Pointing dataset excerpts
==========

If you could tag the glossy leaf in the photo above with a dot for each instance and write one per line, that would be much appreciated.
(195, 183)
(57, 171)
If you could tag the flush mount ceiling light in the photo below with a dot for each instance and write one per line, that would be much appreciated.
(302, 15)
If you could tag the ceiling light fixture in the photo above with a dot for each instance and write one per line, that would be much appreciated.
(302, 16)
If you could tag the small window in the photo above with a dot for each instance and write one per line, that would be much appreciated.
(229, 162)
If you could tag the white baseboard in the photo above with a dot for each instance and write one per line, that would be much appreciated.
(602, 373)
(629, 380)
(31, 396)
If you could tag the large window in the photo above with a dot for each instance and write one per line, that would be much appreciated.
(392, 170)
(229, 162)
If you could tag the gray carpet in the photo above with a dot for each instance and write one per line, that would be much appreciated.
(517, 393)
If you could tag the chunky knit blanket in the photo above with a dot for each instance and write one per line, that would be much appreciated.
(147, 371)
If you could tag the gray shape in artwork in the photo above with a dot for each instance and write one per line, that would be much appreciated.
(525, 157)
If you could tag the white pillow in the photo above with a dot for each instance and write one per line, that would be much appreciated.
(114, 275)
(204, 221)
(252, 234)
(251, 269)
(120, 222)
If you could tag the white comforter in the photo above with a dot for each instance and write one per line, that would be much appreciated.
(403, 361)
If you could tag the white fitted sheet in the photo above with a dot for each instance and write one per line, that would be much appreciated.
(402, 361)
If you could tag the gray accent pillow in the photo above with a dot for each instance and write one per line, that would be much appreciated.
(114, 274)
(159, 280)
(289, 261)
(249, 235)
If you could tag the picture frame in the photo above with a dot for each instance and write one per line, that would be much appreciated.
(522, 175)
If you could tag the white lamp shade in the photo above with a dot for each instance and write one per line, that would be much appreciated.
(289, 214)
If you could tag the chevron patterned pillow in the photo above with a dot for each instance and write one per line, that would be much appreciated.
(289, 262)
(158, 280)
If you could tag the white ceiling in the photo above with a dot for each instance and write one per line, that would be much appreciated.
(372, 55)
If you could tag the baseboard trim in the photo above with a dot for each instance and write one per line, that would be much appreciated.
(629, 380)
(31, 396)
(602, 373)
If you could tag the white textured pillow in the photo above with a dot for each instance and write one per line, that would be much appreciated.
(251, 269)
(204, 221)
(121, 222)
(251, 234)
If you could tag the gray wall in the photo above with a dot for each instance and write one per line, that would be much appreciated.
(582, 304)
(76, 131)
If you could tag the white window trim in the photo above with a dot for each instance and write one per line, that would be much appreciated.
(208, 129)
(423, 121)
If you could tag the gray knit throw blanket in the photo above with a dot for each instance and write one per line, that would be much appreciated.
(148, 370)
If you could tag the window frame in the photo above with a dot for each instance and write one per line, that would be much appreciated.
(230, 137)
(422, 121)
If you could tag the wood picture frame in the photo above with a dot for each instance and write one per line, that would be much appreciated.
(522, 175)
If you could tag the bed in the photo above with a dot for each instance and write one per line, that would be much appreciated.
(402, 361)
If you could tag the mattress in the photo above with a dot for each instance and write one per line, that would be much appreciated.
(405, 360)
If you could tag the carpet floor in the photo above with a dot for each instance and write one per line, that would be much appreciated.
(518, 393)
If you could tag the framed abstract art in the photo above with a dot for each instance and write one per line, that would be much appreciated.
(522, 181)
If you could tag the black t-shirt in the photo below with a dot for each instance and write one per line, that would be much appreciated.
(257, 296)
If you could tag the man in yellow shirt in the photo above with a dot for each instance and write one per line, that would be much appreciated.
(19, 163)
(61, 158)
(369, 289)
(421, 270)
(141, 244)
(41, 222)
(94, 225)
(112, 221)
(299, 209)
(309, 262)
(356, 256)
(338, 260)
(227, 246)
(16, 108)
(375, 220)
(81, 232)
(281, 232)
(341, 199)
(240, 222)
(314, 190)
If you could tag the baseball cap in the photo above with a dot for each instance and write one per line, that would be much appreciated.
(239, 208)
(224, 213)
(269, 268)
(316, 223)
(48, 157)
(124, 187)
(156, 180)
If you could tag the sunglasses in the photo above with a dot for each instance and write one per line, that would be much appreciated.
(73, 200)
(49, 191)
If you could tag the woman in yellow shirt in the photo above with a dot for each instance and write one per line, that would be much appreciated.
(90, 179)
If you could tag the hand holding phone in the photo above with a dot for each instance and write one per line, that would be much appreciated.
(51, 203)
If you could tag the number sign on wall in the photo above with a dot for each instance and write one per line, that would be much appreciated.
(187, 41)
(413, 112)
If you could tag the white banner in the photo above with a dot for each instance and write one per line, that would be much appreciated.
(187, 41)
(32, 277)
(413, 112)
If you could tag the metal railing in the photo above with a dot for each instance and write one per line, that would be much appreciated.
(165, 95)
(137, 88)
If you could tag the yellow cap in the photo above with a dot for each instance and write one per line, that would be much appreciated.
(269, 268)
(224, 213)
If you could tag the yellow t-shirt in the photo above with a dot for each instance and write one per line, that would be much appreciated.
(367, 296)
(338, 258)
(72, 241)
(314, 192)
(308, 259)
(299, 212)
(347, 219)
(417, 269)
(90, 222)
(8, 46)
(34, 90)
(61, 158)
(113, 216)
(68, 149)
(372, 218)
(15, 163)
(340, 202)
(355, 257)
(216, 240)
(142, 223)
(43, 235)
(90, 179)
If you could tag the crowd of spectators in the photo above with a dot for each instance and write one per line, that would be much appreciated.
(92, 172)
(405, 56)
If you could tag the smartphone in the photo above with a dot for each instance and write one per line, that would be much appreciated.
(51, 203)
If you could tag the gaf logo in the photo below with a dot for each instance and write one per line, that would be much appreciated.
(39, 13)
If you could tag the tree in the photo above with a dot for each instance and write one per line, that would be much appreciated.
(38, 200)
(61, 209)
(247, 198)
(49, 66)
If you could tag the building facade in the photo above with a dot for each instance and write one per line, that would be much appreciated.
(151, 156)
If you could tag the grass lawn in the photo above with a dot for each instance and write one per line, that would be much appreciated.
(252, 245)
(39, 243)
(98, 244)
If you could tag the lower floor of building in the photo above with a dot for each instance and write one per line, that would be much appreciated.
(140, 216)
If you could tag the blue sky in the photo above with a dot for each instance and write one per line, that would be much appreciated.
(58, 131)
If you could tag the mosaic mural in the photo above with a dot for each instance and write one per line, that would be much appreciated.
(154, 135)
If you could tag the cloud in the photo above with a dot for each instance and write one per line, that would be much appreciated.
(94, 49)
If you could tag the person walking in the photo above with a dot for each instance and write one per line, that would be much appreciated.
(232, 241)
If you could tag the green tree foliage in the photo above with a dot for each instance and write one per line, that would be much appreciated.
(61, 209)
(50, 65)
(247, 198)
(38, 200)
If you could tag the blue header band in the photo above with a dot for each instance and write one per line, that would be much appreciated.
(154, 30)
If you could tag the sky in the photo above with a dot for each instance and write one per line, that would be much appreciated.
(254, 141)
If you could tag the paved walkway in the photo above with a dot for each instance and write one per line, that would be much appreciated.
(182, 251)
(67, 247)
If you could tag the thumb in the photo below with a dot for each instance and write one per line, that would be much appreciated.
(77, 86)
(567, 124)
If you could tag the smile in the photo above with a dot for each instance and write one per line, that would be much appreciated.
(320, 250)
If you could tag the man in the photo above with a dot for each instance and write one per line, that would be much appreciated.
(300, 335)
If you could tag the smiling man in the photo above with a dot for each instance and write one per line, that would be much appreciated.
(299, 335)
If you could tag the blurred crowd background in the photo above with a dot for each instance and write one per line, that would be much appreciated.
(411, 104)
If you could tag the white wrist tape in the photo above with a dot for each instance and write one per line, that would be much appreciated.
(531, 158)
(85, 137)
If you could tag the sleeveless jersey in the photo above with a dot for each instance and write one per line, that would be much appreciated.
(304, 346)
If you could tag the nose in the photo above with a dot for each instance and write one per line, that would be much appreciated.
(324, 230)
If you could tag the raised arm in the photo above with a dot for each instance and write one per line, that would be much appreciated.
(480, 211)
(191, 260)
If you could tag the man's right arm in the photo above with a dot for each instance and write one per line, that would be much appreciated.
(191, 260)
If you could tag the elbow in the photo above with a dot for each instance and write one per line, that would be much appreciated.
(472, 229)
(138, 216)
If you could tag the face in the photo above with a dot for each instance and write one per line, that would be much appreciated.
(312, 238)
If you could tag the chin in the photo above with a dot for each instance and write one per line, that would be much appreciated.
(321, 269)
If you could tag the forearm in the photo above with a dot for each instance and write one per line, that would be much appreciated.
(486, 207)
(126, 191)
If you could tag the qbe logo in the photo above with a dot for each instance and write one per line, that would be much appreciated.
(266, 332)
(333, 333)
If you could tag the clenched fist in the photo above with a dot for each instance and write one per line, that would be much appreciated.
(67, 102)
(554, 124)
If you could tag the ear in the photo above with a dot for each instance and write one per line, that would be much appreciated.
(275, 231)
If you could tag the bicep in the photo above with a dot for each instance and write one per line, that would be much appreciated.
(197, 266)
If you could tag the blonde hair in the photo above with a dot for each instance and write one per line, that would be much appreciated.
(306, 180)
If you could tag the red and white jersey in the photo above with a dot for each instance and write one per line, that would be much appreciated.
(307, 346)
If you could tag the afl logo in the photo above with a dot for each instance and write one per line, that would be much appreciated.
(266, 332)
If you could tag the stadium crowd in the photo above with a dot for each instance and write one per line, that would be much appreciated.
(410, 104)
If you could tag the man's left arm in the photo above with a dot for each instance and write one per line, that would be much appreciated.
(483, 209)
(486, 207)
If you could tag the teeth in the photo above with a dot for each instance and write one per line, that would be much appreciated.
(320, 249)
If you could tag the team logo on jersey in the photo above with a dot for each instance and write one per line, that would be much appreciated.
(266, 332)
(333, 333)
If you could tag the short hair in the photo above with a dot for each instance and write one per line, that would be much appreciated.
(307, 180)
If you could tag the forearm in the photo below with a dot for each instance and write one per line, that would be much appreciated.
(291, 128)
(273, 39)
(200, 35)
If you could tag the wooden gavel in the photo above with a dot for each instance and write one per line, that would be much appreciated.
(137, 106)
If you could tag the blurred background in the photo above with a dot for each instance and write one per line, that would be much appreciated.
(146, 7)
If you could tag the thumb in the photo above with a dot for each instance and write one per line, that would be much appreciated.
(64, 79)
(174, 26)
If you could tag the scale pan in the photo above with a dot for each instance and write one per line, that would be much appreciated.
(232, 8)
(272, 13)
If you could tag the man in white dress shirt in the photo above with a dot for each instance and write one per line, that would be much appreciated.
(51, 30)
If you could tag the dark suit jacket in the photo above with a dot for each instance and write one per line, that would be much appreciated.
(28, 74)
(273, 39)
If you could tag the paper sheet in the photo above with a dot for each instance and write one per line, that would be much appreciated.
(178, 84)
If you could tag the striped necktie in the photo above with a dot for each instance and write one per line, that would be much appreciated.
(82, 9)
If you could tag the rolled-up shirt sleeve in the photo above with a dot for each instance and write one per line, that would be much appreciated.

==========

- Exercise instructions
Everything from the line with "If you could tag the team" through the last line of the material above should be echoed exactly, and nothing else.

- Task output
If you could tag the team logo on jersey in the photo above with a dot for each instance and write one per line, that would be much appreciated.
(266, 332)
(333, 333)
If you could tag the short hair in the photo above with a dot for each instance and write one per line, that would be much appreciated.
(307, 180)
If you could tag the forearm in the photo below with a dot for each instance and write one per line, that would be much appreciated.
(291, 128)
(273, 39)
(200, 35)
If you could tag the wooden gavel in the photo above with a dot for each instance and write one per line, that would be much appreciated.
(137, 106)
If you could tag the blurred background in the photo above with a dot for each instance and write one per line, that would be much appreciated.
(146, 7)
If you could tag the thumb in the photo above with a dot for each instance and write one per line, that would be much appreciated.
(64, 79)
(174, 26)
If you could tag the scale pan in the photo above with a dot for each instance and write one per line, that would be much appreciated.
(232, 8)
(272, 13)
If you could tag the man in white dress shirt in the photo above with a dot for each instance and write one per line, that would be much appreciated.
(51, 30)
If you could tag the dark suit jacket in the photo above with a dot for each instance and write one per line, that would be much appreciated.
(28, 74)
(273, 39)
If you could tag the paper sheet in the photo above with a dot for each instance and write one per line, that would be much appreciated.
(178, 84)
If you could tag the striped necktie in the photo above with a dot for each instance and write one per line, that would be much appreciated.
(82, 9)
If you could tag the rolled-up shirt sleeve in the photo above with a dot for each instance and write one per line, that would be much appreciated.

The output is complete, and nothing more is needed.